Dalam perspektif spasial, ekonomi daerah sangat bertumpu pada permintaan domestik, khususnya kinerja ekspor. Ini terbukti dari kontribusi ekspor nonmigas berbasis sumber daya alam (SDA) hingga triwulan III di berbagai daerah yang masih kuat. Sehingga secara tidak langsung ikut menopang perbaikan lapangan usaha, seperti pertambangan dan pengolahan.

Baca Juga: koran-sindo.com

Sebagaimana dipaparkan Nicholas Kaldor, ekonom bermazhab Post Keynesian, perekonomian daerah sejatinya memang didorong oleh ekspor. Baginya, komponen ekspor adalah satu-satunya permintaan agregat yang bersifat otonom baik di tingkat regional maupun nasional. Sedangkan permintaan dari konsumsi dan investasi, dianggapnya sebagai hasil dari pertumbuhan ekonomi itu sendiri. Logikanya bisa dirunut dari konsep animal spirit, di mana keputusan para agen ekonomi didasarkan pada aspek psikologis seperti optimisme prospek pertumbuhan ekonomi.

Bisa ditarik simpulan bahwa aktivitas ekspor menjadi instrumen penting mendorong pertumbuhan ekonomi daerah yang nantinya berujung pada kinerja ekonomi nasional.

Pada titik ini, masuk akal bila daerah seperti Sumatera, Kalimantan, Sulawesi-Maluku-Papua (Sulampua), dan Bali-Nusa Tenggara (Balinusra) sangat beruntung dan memiliki kontribusi besar pada perekonomian nasional. Pasalnya, katalisator perekonomian daerah tersebut berasal dari komoditas alam seperti CPO, batu bara, besi baja, serta tembaga yang diekspor. Di mana komoditas itu adalah ekspor andalan Indonesia.

Namun, dalam turbulensi ekonomi global, yang dimulai dari ketegangan geopolitik hingga kini, pelemahan ekonomi Tiongkok, dan pengetatan kebijakan di negara maju, membuat proyeksi di tahun 2023 menjadi suram. Ini menarik bila coba ditelisik dari periskop ekonomi daerah.
==============================
# [Yang Akan Dikerjakan]
- a) Tentukan apakah setiap pernyataan berikut sesuai dengan kutipan halaman. Jawab ya atau tidak, lalu kutip persis kata-kata penentunya. (i) Menurut Kaldor, konsumsi adalah komponen permintaan agregat yang bersifat otonom. (ii) CPO dan batu bara termasuk komoditas alam yang diekspor dan menjadi katalisator perekonomian daerah seperti Sumatera dan Kalimantan. (iii) Nicholas Kaldor disebut sebagai ekonom bermazhab Post Keynesian.
- b) Tolong ulangi persis bagian kutipan halaman yang membentang dari "Sebagaimana dipaparkan Nicholas" hingga "prospek pertumbuhan ekonomi.".

# [Data yang Diberikan]
==============================
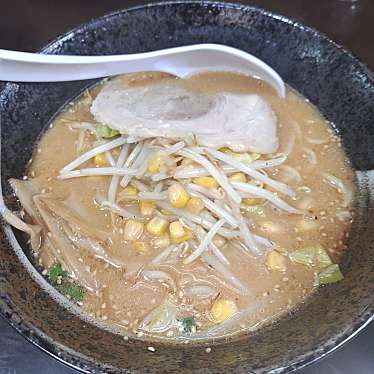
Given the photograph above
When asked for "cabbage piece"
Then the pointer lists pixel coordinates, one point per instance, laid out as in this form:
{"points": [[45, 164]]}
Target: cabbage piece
{"points": [[160, 319], [105, 131], [311, 256], [331, 274]]}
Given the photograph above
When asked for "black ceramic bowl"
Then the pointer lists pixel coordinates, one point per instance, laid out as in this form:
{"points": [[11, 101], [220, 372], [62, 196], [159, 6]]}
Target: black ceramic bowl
{"points": [[340, 86]]}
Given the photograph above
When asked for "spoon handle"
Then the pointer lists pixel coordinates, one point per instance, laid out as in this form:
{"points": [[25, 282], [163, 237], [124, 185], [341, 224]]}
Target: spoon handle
==============================
# [Hasil]
- a)
(i) Tidak: "komponen ekspor adalah satu-satunya permintaan agregat yang bersifat otonom baik di tingkat regional maupun nasional"
(ii) Ya: "katalisator perekonomian daerah tersebut berasal dari komoditas alam seperti CPO, batu bara, besi baja, serta tembaga yang diekspor"
(iii) Ya: "Nicholas Kaldor, ekonom bermazhab Post Keynesian"

- b)
Sebagaimana dipaparkan Nicholas Kaldor, ekonom bermazhab Post Keynesian, perekonomian daerah sejatinya memang didorong oleh ekspor. Baginya, komponen ekspor adalah satu-satunya permintaan agregat yang bersifat otonom baik di tingkat regional maupun nasional. Sedangkan permintaan dari konsumsi dan investasi, dianggapnya sebagai hasil dari pertumbuhan ekonomi itu sendiri. Logikanya bisa dirunut dari konsep animal spirit, di mana keputusan para agen ekonomi didasarkan pada aspek psikologis seperti optimisme prospek pertumbuhan ekonomi.